── Recorded data

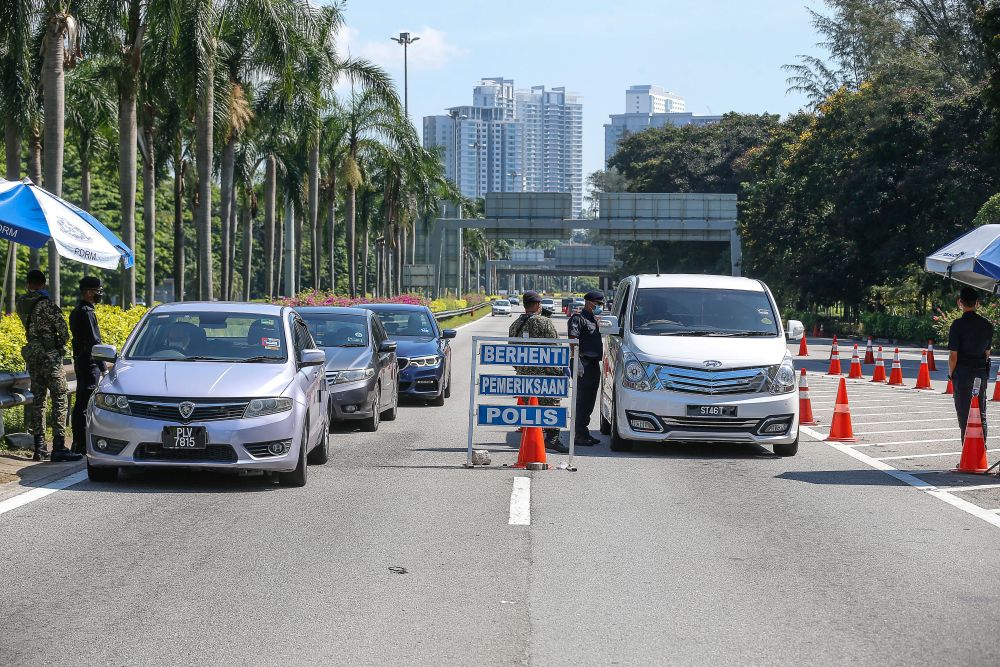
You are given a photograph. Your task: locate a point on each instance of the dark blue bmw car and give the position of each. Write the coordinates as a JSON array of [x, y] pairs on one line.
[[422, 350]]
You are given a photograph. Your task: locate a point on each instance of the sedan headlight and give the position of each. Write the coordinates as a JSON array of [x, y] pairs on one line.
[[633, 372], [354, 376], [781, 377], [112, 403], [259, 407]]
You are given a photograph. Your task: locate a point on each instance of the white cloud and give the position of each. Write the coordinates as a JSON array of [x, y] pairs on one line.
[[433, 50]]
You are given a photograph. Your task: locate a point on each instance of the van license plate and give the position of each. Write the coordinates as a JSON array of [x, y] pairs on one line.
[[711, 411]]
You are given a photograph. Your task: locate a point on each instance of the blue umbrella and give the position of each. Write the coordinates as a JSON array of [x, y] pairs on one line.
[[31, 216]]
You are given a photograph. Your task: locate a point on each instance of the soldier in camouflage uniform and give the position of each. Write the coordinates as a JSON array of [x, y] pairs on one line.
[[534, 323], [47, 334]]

────
── Recorded data

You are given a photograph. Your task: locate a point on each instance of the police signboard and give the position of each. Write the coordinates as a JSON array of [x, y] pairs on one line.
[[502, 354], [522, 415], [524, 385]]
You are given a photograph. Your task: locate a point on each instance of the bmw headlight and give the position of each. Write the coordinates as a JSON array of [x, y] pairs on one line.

────
── Recorded data

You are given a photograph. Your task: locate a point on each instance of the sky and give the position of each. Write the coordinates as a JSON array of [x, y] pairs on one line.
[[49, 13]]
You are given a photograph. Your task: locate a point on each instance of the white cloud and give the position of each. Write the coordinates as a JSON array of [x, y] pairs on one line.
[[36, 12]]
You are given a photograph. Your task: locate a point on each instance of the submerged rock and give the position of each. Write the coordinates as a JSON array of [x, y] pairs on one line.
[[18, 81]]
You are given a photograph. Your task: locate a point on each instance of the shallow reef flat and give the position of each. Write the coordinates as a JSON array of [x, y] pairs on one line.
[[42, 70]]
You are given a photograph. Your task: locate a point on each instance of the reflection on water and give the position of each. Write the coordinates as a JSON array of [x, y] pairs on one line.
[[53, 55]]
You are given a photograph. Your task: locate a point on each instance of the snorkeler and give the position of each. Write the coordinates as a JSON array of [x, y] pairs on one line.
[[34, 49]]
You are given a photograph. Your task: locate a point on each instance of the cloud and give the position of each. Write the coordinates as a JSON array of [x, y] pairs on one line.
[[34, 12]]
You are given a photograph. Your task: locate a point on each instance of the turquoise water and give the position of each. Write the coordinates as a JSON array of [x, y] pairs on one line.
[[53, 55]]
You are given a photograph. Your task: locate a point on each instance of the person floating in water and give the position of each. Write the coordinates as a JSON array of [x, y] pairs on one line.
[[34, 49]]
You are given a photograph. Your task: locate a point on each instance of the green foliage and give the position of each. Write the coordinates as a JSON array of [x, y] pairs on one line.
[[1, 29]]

────

Could you rewrite the lines between the one containing "the van license" and the one containing "[[711, 411]]", inclusive, as a Markdown table with a Row column numbering each line and an Entry Line column holding its text, skipping any blank lines?

| Row | Entry Line |
|---|---|
| 1 | You are given a photograph. Your task: locate a point on each instance of the van license plate and give the position of each. Write the coordinates as a JSON array of [x, y] pairs on one line. |
| 2 | [[711, 411]] |